_GOAL_
Transcribe the passage of the piece on James Gandolfini starting at "The question passed" and ending at "the big screen.".

What does it take to be a boss?
The question passed through my mind this week when I saw James Gandolfini pop up on my Twitter feed. He would have turned 58 yesterday.
He is and will always be known primarily for his role as Tony Soprano on the show that shared the name. That’s as it should be, but it’s also incredibly sad. We knew at least as far back as 1993’s True Romance that Gandolfini could act. His subdued role two decades later in the romantic dramedy Enough Said confirmed that he was capable of escaping the King Kong-sized shadow of the HBO character he played for nine glorious seasons.
Enough Said doesn’t get nearly enough attention, not because it’s a great movie (although it is, and is more than worth your $3.99 on Amazon Prime. Seriously…watch it this weekend. You’ll thank me later), but because it puts arguably the two most important television actors of the last 30 years together on the big screen.

(Excerpts of location labeling data)
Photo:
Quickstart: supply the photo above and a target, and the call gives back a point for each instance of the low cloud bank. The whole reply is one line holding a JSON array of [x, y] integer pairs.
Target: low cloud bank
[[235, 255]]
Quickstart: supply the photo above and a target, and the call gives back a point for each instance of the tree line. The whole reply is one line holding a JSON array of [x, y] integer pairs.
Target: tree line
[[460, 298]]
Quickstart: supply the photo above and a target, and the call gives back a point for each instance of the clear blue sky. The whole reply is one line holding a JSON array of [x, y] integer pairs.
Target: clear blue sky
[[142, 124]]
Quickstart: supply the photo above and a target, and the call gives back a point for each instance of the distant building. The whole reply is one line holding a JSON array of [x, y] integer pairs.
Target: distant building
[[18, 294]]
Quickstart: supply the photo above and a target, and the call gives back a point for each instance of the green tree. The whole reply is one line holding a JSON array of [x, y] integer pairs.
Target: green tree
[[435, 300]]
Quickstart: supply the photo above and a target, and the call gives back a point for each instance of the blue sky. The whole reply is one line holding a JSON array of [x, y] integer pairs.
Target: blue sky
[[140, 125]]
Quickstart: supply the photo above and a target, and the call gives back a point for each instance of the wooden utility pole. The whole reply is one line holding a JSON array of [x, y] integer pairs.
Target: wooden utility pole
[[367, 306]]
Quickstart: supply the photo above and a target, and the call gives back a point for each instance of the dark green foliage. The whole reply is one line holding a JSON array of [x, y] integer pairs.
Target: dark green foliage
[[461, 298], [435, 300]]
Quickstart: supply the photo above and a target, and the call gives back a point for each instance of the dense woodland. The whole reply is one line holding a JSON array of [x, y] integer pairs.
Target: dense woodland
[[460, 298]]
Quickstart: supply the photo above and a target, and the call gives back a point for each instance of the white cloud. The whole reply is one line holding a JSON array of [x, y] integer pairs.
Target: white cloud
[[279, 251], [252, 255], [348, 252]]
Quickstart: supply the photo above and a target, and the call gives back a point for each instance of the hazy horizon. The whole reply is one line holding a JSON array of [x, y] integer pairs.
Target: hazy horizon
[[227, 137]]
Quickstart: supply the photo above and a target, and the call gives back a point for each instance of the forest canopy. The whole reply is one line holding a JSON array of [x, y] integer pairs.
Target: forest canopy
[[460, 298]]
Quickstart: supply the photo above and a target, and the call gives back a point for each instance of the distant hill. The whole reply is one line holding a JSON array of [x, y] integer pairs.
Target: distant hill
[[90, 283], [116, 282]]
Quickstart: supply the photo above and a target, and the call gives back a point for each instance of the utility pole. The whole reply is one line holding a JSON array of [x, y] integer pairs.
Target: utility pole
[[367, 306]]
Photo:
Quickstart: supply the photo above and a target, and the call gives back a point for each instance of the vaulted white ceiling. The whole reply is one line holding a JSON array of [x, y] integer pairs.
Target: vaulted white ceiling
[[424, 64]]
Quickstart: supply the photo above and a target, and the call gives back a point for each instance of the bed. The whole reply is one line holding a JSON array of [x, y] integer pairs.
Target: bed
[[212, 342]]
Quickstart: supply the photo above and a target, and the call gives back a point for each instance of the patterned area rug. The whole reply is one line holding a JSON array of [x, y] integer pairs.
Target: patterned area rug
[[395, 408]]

_EXPECTED OUTPUT_
The question passed through my mind this week when I saw James Gandolfini pop up on my Twitter feed. He would have turned 58 yesterday.
He is and will always be known primarily for his role as Tony Soprano on the show that shared the name. That’s as it should be, but it’s also incredibly sad. We knew at least as far back as 1993’s True Romance that Gandolfini could act. His subdued role two decades later in the romantic dramedy Enough Said confirmed that he was capable of escaping the King Kong-sized shadow of the HBO character he played for nine glorious seasons.
Enough Said doesn’t get nearly enough attention, not because it’s a great movie (although it is, and is more than worth your $3.99 on Amazon Prime. Seriously…watch it this weekend. You’ll thank me later), but because it puts arguably the two most important television actors of the last 30 years together on the big screen.